## [Input for this task]
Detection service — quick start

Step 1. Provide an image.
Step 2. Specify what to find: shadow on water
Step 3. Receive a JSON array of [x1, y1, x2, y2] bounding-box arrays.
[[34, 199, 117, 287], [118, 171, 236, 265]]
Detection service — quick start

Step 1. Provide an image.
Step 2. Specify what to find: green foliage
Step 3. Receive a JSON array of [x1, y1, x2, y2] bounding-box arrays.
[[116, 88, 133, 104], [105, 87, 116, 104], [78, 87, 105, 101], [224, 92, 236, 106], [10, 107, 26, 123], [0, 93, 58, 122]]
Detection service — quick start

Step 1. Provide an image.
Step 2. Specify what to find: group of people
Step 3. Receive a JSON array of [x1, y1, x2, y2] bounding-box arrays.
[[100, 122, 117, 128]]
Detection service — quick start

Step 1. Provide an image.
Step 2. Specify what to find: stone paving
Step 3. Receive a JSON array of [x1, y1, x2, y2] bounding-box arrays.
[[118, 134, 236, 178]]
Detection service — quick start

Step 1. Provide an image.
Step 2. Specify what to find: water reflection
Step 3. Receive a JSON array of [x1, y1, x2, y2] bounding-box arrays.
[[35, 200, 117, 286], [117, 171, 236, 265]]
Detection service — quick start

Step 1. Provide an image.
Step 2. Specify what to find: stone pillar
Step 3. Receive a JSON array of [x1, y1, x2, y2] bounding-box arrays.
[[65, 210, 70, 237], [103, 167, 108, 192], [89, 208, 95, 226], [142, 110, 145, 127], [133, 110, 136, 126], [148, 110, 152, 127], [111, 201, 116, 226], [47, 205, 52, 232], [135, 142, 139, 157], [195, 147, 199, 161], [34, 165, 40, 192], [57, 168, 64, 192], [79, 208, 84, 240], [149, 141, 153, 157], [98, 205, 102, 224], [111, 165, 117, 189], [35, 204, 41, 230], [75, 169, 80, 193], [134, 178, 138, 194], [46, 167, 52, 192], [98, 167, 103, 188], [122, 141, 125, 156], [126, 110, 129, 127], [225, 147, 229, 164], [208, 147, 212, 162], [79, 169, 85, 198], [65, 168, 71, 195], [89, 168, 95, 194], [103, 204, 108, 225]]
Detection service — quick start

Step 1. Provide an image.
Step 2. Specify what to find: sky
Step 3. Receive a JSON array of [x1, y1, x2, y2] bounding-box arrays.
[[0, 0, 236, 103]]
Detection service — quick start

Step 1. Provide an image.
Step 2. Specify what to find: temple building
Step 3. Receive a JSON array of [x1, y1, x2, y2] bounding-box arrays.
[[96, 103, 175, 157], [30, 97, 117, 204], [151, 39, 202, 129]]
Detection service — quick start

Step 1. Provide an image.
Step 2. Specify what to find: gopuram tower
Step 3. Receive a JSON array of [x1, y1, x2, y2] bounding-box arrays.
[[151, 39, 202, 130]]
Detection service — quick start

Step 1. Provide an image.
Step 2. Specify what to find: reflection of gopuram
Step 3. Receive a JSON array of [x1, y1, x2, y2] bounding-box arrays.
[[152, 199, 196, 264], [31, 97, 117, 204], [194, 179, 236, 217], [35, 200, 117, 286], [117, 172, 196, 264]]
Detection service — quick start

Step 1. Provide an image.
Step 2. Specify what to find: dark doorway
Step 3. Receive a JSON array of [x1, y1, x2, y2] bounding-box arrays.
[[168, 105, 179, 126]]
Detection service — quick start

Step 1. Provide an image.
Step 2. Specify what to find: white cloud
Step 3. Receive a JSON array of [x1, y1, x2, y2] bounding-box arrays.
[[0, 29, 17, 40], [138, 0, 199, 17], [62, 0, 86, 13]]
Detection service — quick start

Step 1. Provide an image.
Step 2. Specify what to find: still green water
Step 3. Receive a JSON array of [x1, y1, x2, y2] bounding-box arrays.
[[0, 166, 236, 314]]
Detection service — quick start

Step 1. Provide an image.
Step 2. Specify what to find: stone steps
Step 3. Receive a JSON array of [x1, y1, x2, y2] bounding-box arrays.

## [Exercise goal]
Format the whole listing above as a JSON list of strings, with one string per line and blank lines left out.

## [Written response]
[
  "Detection service — quick start",
  "Step 1. Provide an image.",
  "Step 2. Specify what to find: shadow on water",
  "Step 3. Receive a JSON array of [x1, y1, x2, y2] bounding-box arrays.",
  "[[34, 199, 117, 287], [118, 171, 236, 265]]",
  "Detection service — quick start",
  "Step 1. Provide an image.",
  "Step 2. Specify what to find: green foliage",
  "Step 3. Receive a JSON array of [x1, y1, x2, y2] bounding-box arrays.",
  "[[116, 88, 133, 104], [105, 87, 116, 104], [78, 87, 105, 101], [224, 92, 236, 106], [10, 107, 26, 123], [0, 93, 58, 122]]",
  "Detection service — quick start",
  "Step 1. Provide an image.",
  "Step 2. Specify what to find: group of people",
  "Step 3. Receive a JSON array of [x1, y1, x2, y2] bounding-box arrays.",
  "[[100, 122, 117, 128]]",
  "Detection service — quick start",
  "Step 1. Provide an image.",
  "Step 2. Specify what to find: stone paving",
  "Step 3. Receive a JSON array of [x1, y1, x2, y2] bounding-box arrays.",
  "[[118, 134, 236, 178]]",
  "Detection service — quick start",
  "Step 1. Provide an image.",
  "Step 2. Specify what to find: water reflection",
  "Step 3. Receive a JSON array of [x1, y1, x2, y2] bounding-box arrays.",
  "[[35, 200, 117, 286], [117, 171, 236, 265]]",
  "Detection service — quick start",
  "Step 1. Provide an image.",
  "Step 2. Specify what to find: stone pillar",
  "Step 3. Receive a JSON array of [x1, y1, x2, y2] bounding-box arrays.",
  "[[65, 210, 70, 237], [103, 167, 108, 192], [89, 208, 95, 226], [142, 110, 145, 127], [133, 110, 136, 126], [148, 110, 152, 127], [111, 201, 116, 226], [47, 205, 52, 232], [135, 142, 139, 157], [195, 147, 199, 161], [34, 165, 40, 192], [57, 168, 64, 192], [79, 208, 84, 240], [149, 141, 153, 157], [98, 205, 102, 224], [111, 165, 117, 189], [35, 204, 41, 230], [75, 169, 80, 193], [134, 178, 138, 194], [46, 167, 52, 192], [98, 167, 103, 188], [122, 141, 125, 156], [126, 110, 129, 127], [225, 147, 229, 164], [208, 147, 212, 162], [79, 169, 85, 198], [65, 168, 71, 195], [89, 168, 95, 194], [103, 204, 108, 225]]",
  "Detection service — quick start",
  "Step 1. Provide an image.",
  "Step 2. Specify what to find: sky",
  "Step 3. Receive a JSON array of [x1, y1, x2, y2] bounding-box arrays.",
  "[[0, 0, 236, 103]]",
  "Detection service — quick start",
  "Step 1. Provide an image.",
  "Step 2. Specify what to find: temple building",
  "Step 3. Receive a JSON array of [x1, y1, x2, y2] bounding-box arrays.",
  "[[96, 103, 175, 157], [30, 97, 117, 204], [151, 39, 202, 129]]",
  "Detection service — quick start",
  "Step 1. Provide an image.",
  "Step 2. Specify what to find: gopuram tower",
  "Step 3. Receive a JSON array of [x1, y1, x2, y2] bounding-box arrays.",
  "[[151, 39, 202, 130]]",
  "Detection service — quick start",
  "Step 1. Provide an image.",
  "Step 2. Specify what to find: reflection of gopuram",
  "Step 3. Receive a JSON array of [x1, y1, x2, y2] bounding-box arrays.",
  "[[152, 199, 196, 264], [31, 97, 117, 204], [194, 179, 236, 217], [35, 200, 117, 286], [117, 172, 196, 264]]",
  "Detection service — quick start",
  "Step 1. Provide an image.",
  "Step 2. Specify what to find: dark doorway",
  "Step 3. Receive a JSON array of [x1, y1, x2, y2] bounding-box arrays.",
  "[[168, 105, 179, 126]]",
  "Detection service — quick start",
  "Step 1. Provide an image.",
  "Step 2. Specify what to find: white cloud",
  "Step 3. Receive a JSON array of [x1, y1, x2, y2] bounding-box arrays.",
  "[[0, 29, 17, 40], [138, 0, 199, 17], [62, 0, 86, 13]]",
  "Detection service — quick start",
  "Step 1. Provide an image.",
  "Step 2. Specify what to find: still green water",
  "Step 3. Receive a JSON array of [x1, y1, x2, y2] bounding-box arrays.",
  "[[0, 166, 236, 314]]",
  "Detection service — quick start",
  "Step 1. Provide an image.",
  "Step 2. Specify what to find: stone steps",
  "Step 3. Receive a JSON array of [x1, y1, x2, y2] bounding-box arrays."
]